Records for the exercise —

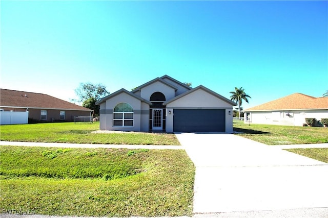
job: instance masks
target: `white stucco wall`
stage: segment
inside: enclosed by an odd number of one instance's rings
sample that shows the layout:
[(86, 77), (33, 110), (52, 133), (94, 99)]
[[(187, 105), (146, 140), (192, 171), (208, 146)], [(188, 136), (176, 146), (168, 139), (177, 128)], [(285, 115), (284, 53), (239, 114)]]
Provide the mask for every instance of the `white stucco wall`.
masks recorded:
[(250, 120), (245, 117), (244, 123), (258, 124), (302, 126), (305, 123), (305, 118), (315, 118), (317, 120), (328, 118), (328, 110), (253, 111), (245, 113), (245, 116), (248, 113)]
[[(167, 105), (167, 132), (173, 132), (174, 109), (224, 109), (225, 132), (233, 132), (232, 105), (202, 89), (196, 90)], [(229, 114), (229, 111), (231, 114)]]
[(141, 90), (140, 96), (147, 101), (149, 101), (150, 96), (154, 92), (157, 91), (162, 93), (165, 95), (166, 101), (172, 99), (175, 96), (174, 89), (158, 81), (142, 88)]

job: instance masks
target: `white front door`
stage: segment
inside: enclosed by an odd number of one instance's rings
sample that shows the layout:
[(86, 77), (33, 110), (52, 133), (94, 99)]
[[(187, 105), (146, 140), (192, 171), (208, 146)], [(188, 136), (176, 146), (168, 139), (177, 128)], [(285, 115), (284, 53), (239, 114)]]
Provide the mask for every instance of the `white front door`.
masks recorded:
[(153, 109), (153, 130), (163, 129), (163, 109)]

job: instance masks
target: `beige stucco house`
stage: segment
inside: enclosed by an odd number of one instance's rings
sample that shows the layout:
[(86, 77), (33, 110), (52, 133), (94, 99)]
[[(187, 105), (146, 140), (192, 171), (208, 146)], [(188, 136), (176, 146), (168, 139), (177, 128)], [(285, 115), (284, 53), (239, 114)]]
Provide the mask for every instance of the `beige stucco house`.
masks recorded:
[(168, 132), (233, 132), (236, 104), (200, 85), (192, 88), (167, 76), (131, 91), (102, 98), (100, 130)]
[(1, 89), (0, 94), (1, 111), (28, 111), (33, 123), (72, 122), (75, 116), (91, 116), (92, 111), (46, 94), (5, 89)]
[(244, 112), (245, 123), (301, 126), (305, 118), (328, 118), (328, 97), (295, 93)]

Exercise directions —
Copy out every line of the entries above word for word, omitting the pictures.

The completed task —
job: instance masks
target: `white stucco wall`
stage: segment
inside: enclosed by an odd number of one instance's rings
sample that shows the layout:
[(86, 77), (33, 110), (52, 133), (94, 99)]
[[(187, 105), (146, 140), (192, 171), (208, 146)], [(188, 136), (176, 146), (168, 139), (177, 128)], [(285, 115), (284, 53), (239, 114)]]
Provide the mask for every instance of the `white stucco wall`.
masks recorded:
[(250, 120), (245, 117), (244, 123), (258, 124), (302, 126), (305, 123), (305, 118), (315, 118), (317, 120), (328, 118), (328, 110), (253, 111), (245, 113), (245, 116), (248, 113)]
[[(167, 105), (167, 132), (173, 132), (174, 109), (224, 109), (225, 132), (233, 132), (232, 105), (202, 89), (196, 90)], [(229, 114), (229, 111), (231, 114)]]
[(141, 90), (140, 96), (147, 101), (149, 101), (150, 96), (154, 92), (157, 91), (162, 93), (165, 95), (166, 101), (172, 99), (175, 96), (174, 89), (158, 81), (142, 88)]

job: instance masks
target: `white front door`
stage: segment
inside: enclosed by an odd number of one instance's rings
sample that shows the layout:
[(86, 77), (33, 110), (52, 133), (94, 99)]
[[(187, 105), (146, 140), (192, 171), (208, 146)], [(188, 136), (176, 146), (168, 139), (177, 128)], [(285, 115), (284, 53), (239, 114)]]
Provide the mask for every instance of the `white front door`.
masks recorded:
[(153, 109), (153, 130), (163, 129), (163, 109)]

job: instance masks
target: `beige stucco house`
stage: segment
inside: enclosed by an odd number of one instance's rings
sample that shows the layout:
[(86, 77), (33, 110), (52, 133), (94, 99)]
[[(187, 105), (146, 140), (192, 171), (208, 146)], [(188, 136), (176, 146), (168, 139), (177, 128)], [(285, 115), (284, 53), (239, 114)]]
Provide the mask for every instance of the `beige stucco house`.
masks recorded:
[(168, 132), (233, 132), (236, 104), (200, 85), (192, 88), (167, 76), (131, 91), (102, 98), (100, 130)]
[(1, 89), (0, 94), (1, 111), (28, 111), (33, 123), (72, 122), (75, 116), (91, 116), (92, 111), (46, 94), (5, 89)]
[(244, 112), (245, 123), (301, 126), (305, 118), (328, 118), (328, 97), (295, 93)]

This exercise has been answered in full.